- _SHORT EXERCISE_
Copy out everything from the line containing "the woman's arm" down to the last line, requests included, and shift every number in the answer coordinates by adding 26. Omit the pictures.

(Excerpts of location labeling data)
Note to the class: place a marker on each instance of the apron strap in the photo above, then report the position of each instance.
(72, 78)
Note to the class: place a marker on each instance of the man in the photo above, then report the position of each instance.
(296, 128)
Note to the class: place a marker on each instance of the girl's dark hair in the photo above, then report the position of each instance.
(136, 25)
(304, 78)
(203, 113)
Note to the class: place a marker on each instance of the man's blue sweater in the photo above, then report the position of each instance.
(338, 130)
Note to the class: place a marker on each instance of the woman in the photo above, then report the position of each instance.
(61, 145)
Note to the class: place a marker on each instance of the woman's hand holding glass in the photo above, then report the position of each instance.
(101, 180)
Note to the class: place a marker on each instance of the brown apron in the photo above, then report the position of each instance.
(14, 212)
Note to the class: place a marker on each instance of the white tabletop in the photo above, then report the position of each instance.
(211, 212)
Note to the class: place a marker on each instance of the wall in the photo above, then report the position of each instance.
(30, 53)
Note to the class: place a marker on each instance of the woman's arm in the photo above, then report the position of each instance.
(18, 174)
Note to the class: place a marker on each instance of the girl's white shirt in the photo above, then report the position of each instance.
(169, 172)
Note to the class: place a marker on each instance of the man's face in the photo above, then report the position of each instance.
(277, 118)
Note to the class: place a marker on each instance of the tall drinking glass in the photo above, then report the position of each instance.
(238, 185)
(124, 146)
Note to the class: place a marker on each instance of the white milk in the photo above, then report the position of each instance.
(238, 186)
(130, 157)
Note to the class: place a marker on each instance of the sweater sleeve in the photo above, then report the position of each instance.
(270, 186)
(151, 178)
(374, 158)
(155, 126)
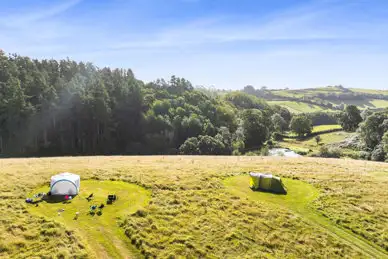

- _TASK RESULT_
Note to the class: place a marker on each instance of the woman's arm in the photo above, then report the position of each instance.
(44, 200)
Note to the class: place a marker on each instance of the girl's white shirt in the photo above, then report the position of each instance.
(195, 198)
Note to the class: place a marker on each instance of the man's face in the photo above, then report the position of each instance.
(303, 144)
Note to the class: place a marker on each instance of the tall drinking glass in the photo above, then report the position of each instance.
(264, 211)
(150, 172)
Note to the class: place a marker on each instance of the white milk in the photo above, then report the position of each instance.
(264, 212)
(156, 183)
Note to the class: place a marker on each instance of the sweater sleeve in the photo above, then report the position of each instance.
(296, 212)
(177, 204)
(400, 184)
(181, 152)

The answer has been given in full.